→ About this task: If a line in the data below holds the word "foliage", include it in the count. Give only the final number.

→ Records provided:
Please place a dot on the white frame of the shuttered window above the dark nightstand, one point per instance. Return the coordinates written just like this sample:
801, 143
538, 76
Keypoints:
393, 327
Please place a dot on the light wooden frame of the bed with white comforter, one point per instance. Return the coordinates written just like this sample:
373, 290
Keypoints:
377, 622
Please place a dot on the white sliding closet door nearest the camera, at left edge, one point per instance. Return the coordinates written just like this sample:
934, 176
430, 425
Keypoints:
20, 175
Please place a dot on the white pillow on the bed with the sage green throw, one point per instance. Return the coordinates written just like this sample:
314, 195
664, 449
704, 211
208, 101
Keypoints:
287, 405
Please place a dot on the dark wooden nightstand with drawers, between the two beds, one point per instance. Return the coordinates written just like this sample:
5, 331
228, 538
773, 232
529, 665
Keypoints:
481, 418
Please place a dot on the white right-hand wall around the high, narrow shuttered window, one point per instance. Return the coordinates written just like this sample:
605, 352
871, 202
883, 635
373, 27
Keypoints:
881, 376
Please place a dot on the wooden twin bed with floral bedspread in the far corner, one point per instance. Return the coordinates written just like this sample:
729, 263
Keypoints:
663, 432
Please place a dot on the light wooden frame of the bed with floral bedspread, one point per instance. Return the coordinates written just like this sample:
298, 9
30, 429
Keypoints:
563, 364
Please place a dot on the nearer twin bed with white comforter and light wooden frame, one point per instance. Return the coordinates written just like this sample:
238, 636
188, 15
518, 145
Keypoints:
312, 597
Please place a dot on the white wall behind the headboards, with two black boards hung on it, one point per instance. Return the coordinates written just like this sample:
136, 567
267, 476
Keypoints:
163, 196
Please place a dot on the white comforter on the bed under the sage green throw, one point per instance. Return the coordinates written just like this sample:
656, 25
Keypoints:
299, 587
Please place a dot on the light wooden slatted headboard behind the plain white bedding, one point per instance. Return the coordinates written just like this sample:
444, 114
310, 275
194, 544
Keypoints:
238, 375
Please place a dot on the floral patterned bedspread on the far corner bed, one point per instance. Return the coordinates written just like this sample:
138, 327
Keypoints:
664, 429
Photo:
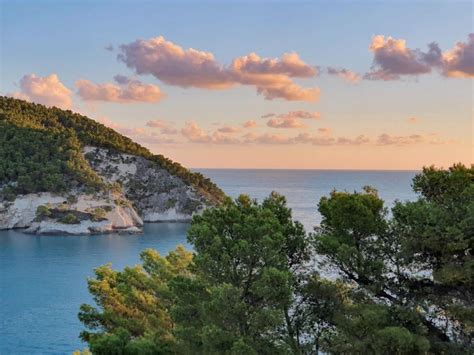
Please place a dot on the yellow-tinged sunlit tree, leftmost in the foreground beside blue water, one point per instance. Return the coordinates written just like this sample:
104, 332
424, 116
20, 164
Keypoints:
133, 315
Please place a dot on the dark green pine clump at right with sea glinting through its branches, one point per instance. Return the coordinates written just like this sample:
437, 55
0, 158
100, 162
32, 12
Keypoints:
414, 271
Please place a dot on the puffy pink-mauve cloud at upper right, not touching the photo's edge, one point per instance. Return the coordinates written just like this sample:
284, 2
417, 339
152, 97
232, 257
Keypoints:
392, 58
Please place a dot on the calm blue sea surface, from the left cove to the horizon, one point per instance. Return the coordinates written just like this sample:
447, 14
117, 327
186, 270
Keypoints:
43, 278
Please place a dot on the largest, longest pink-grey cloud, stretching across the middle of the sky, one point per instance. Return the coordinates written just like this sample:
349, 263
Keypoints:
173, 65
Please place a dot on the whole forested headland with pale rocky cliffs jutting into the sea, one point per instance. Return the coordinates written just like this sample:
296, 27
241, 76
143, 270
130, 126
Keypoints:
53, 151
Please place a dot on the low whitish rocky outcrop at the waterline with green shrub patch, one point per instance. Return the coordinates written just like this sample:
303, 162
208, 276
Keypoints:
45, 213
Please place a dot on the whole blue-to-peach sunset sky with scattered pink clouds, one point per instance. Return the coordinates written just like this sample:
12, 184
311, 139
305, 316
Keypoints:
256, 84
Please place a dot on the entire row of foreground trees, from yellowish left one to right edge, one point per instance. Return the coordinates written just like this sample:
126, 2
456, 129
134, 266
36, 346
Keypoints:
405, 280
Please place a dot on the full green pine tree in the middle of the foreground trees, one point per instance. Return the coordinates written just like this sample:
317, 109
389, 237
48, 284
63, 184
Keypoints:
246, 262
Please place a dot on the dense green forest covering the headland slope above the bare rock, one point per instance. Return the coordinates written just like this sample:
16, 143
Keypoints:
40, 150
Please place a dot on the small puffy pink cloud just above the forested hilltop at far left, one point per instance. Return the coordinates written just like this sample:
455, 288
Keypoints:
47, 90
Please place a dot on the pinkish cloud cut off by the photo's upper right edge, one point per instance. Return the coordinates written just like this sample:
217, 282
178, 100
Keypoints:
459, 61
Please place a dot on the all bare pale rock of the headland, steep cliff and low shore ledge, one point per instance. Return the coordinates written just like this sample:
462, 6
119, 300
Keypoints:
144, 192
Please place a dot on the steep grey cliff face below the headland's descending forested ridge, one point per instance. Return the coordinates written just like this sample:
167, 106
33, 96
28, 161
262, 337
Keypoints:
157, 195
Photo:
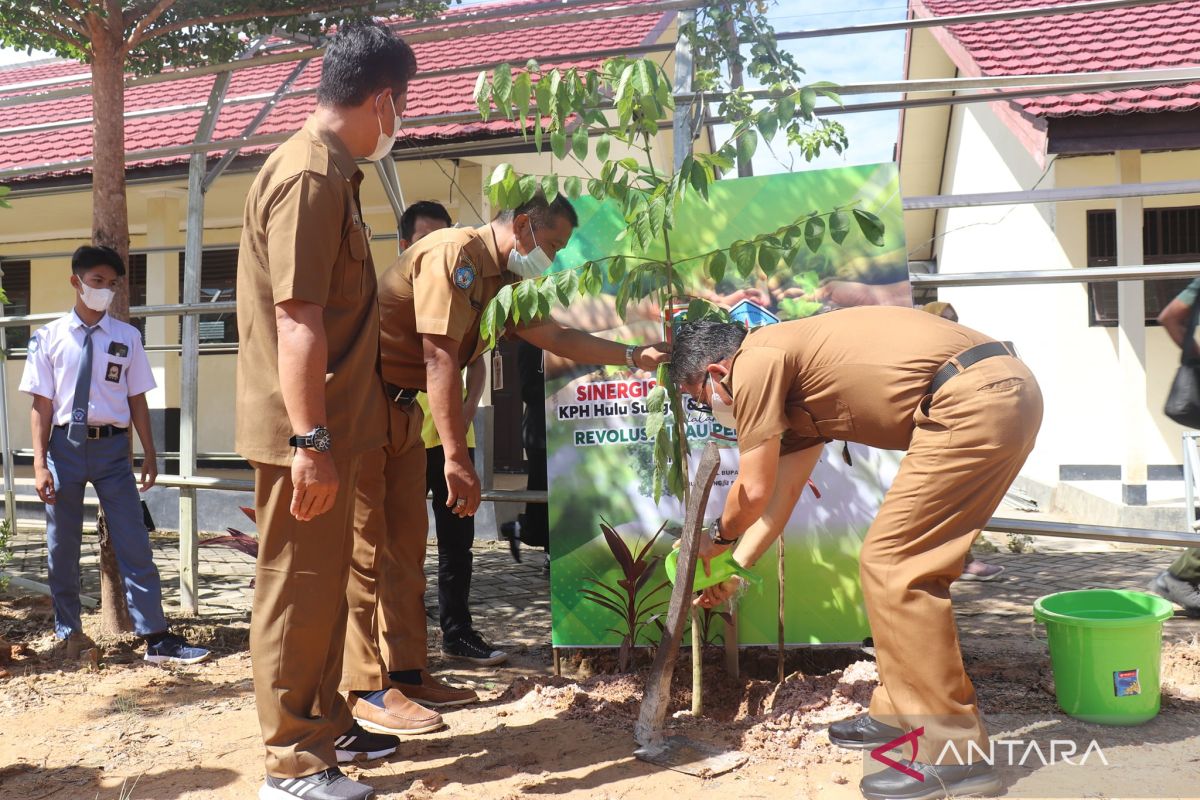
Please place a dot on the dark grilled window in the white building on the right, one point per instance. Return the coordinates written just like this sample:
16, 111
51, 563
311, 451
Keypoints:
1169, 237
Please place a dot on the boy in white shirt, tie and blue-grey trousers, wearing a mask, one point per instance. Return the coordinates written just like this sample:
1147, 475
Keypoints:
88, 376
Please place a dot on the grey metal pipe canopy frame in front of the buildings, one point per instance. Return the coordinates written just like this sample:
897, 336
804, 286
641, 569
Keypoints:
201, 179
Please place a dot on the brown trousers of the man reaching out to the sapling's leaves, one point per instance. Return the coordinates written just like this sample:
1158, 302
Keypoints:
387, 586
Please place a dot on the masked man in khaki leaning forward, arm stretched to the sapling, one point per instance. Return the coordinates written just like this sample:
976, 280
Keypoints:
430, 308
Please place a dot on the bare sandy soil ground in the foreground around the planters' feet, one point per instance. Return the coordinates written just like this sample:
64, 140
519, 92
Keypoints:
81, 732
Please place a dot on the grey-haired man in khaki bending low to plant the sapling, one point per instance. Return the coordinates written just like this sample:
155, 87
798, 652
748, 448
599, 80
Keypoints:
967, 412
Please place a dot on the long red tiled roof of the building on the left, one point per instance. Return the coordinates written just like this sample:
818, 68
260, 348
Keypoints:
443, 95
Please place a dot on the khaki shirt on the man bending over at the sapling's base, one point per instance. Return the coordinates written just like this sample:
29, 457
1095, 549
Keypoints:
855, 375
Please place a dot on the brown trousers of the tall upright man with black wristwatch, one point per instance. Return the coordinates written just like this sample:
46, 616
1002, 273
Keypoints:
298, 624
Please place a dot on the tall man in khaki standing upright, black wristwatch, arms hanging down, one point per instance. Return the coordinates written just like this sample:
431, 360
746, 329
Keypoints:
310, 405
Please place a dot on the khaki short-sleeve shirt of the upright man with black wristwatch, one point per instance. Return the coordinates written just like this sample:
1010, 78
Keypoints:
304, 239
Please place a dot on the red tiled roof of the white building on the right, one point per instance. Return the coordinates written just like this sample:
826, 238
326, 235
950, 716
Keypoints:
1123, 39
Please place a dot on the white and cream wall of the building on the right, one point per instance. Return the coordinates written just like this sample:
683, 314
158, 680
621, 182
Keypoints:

...

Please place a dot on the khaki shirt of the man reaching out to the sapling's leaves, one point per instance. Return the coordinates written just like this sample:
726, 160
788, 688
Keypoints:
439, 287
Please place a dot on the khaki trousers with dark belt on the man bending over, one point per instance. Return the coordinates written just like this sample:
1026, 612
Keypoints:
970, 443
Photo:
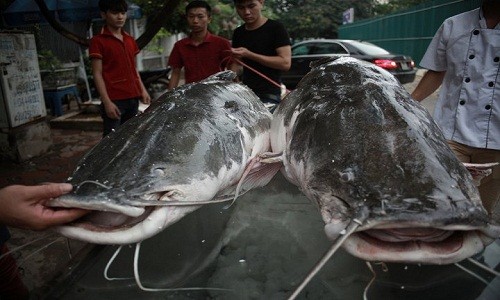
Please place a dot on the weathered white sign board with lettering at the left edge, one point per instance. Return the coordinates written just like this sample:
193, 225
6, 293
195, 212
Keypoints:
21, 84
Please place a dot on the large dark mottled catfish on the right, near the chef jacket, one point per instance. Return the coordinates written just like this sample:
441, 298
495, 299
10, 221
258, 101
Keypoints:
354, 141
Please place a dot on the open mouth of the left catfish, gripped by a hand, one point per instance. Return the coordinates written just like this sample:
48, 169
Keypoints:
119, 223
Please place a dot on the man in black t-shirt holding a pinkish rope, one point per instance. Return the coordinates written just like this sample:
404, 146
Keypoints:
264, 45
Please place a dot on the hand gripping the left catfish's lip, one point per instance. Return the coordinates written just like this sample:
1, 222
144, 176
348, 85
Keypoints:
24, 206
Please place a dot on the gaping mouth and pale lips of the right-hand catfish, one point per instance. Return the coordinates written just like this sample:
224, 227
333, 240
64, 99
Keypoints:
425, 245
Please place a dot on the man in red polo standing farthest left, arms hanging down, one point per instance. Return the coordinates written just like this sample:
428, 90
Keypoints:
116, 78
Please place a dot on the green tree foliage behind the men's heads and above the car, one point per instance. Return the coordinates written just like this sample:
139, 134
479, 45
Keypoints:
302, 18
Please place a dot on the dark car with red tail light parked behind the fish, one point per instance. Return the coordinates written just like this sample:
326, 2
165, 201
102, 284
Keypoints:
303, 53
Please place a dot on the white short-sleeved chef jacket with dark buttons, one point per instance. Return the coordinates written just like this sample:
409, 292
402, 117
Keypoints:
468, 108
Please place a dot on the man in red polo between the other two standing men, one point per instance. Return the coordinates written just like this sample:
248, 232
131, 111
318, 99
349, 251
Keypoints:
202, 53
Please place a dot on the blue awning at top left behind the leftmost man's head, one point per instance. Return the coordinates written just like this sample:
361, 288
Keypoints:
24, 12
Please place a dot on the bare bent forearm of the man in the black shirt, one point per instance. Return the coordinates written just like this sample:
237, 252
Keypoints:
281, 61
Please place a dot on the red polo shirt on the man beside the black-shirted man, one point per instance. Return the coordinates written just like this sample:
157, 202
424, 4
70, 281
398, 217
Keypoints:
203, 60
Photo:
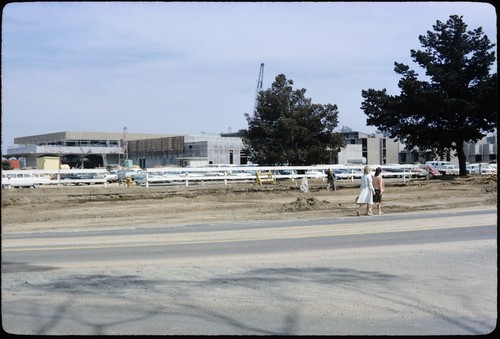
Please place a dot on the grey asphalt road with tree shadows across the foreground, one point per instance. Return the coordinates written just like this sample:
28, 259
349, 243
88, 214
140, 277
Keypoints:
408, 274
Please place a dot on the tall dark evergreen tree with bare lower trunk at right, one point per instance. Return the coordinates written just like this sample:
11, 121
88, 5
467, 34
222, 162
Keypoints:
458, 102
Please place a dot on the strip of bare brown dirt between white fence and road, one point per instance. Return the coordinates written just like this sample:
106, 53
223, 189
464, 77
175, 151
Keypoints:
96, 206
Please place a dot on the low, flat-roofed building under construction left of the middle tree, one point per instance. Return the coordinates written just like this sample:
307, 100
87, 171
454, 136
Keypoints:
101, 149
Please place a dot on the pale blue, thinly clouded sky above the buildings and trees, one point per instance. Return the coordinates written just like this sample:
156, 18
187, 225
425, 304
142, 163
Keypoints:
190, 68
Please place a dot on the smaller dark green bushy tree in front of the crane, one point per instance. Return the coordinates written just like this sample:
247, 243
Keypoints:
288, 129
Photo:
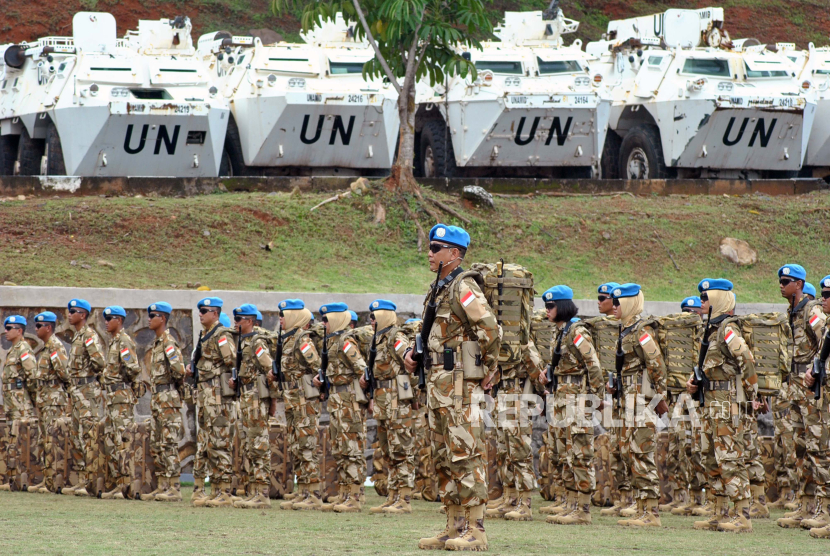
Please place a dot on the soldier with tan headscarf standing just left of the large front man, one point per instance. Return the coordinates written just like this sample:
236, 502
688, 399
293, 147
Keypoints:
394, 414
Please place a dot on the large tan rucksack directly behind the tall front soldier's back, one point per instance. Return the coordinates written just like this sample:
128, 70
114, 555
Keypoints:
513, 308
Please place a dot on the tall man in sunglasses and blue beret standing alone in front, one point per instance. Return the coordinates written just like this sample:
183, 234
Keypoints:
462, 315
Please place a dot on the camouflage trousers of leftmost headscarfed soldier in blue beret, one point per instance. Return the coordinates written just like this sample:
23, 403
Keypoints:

==

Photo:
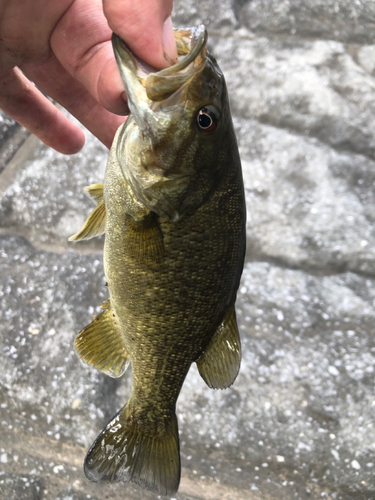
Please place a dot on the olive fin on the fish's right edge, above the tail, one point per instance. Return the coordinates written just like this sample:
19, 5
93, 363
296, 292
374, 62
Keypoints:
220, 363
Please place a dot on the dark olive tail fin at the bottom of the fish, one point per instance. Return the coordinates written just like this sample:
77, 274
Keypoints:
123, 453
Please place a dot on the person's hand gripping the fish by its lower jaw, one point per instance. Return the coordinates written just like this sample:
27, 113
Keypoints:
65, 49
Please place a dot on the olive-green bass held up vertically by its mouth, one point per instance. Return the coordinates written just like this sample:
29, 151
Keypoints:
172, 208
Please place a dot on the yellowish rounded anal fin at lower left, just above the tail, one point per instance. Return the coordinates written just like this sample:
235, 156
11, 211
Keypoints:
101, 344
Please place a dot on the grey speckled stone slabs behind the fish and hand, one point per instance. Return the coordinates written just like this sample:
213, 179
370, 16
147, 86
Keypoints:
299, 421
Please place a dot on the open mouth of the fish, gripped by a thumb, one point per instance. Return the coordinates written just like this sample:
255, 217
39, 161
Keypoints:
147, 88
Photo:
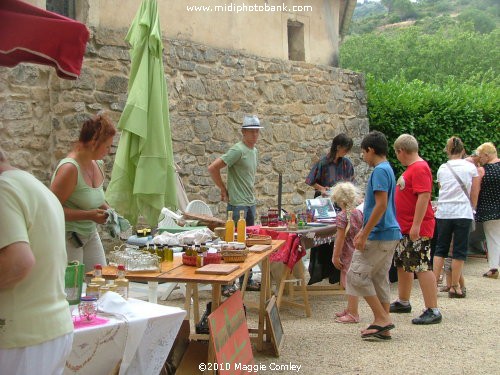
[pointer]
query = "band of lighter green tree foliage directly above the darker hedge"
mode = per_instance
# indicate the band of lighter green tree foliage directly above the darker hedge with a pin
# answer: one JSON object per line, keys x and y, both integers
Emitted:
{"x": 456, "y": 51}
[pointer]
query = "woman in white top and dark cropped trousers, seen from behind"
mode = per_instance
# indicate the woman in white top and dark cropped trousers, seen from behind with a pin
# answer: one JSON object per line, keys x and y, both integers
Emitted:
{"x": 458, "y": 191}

→ Response box: 3